━━━━━ Supplied data ━━━━━
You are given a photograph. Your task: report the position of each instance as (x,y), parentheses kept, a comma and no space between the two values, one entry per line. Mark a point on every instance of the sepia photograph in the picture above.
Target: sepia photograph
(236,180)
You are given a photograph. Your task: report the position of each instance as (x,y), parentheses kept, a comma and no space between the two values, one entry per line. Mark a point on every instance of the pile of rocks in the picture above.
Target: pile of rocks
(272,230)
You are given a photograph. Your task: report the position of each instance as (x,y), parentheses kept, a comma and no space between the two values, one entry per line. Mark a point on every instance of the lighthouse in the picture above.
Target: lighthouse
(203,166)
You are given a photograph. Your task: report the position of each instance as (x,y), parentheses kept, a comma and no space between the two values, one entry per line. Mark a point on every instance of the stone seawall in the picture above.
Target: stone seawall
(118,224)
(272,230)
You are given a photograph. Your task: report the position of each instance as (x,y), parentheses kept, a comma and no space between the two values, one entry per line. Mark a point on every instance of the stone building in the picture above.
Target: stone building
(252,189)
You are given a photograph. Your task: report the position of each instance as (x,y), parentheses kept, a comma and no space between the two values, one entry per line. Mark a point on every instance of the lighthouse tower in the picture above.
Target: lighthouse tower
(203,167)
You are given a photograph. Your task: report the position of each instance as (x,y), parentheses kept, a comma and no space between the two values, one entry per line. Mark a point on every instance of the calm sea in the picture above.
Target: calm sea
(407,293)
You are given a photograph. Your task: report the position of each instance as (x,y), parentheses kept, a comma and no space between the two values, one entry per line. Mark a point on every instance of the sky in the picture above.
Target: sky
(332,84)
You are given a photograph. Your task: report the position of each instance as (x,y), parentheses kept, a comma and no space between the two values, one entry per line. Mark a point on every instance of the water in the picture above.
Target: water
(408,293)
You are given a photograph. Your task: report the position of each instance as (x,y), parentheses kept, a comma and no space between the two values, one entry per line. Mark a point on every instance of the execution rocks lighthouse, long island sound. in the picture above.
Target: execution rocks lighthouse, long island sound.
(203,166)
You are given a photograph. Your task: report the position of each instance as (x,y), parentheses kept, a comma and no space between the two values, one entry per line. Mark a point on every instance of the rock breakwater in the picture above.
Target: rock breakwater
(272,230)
━━━━━
== Set problem ==
Output each record precisely as given.

== Result below ==
You are given a photograph. Your task: report the position of each instance as (x,y), parentheses kept, a comma and no space between the two values, one entry per line. Mark a point on every instance of the sepia photograph in the picture above.
Target: sepia photograph
(236,180)
You are given a photograph. Your task: report the position of each instance as (x,y), parentheses kept, a comma and no space between the two values, one entry per line. Mark a point on every instance of the pile of rocks in the picture above.
Target: pile of rocks
(272,230)
You are given a photograph. Your task: report the position of each instance as (x,y), parentheses kept, a comma and no space between the two values, one entry per line. Mark a point on every instance of the lighthouse in the picture above.
Target: lighthouse
(203,166)
You are given a photograph. Your task: report the position of each instance as (x,y), parentheses kept, a comma and no space between the two values, one entry per line. Mark a point on every instance of the stone seawall in the picture above.
Target: stone seawall
(118,224)
(272,230)
You are given a photograph. Your task: report the position of each instance as (x,y), parentheses kept, a comma and no space between the two values, one entry per line. Mark a point on every instance of the stone building in the picture above.
Target: stone building
(252,189)
You are given a photograph. Your task: report the position of each instance as (x,y), parentheses kept, a comma and no space between the two values, one entry per line. Mark a point on every instance of the lighthouse tower in the picture above.
Target: lighthouse tower
(203,167)
You are given a photograph. Your task: report the position of each instance as (x,y), parentheses kept, a comma and no space between the two values, one entry per line. Mark a point on every instance of the calm sea in the picture above.
Target: calm sea
(407,293)
You are given a photograph. Your task: report the position of each instance as (x,y), parentheses kept, a comma and no space between the two values, one entry per line. Mark a point on every instance of the sky in the picture above.
Target: sky
(332,84)
You are given a photograph. Your task: report the position of each instance as (x,y), parentheses kept, a comma and no space between the two values, one entry per line. Mark a point on every instance of the water in the picture above.
Target: water
(408,293)
You are given a photograph. Your task: report the position of each instance as (x,y), parentheses kept, a comma and no space between the two values, one entry per line. Mark a point on every instance of the execution rocks lighthouse, long island sound. in the picture above.
Target: execution rocks lighthouse, long island sound.
(203,166)
You are given a photograph. Your task: report the position of each instance as (x,y), parentheses kept, a comma and no space between the two values, one entry per line. Mark a point on every instance of the rock breakwater in the picture above.
Target: rock breakwater
(272,230)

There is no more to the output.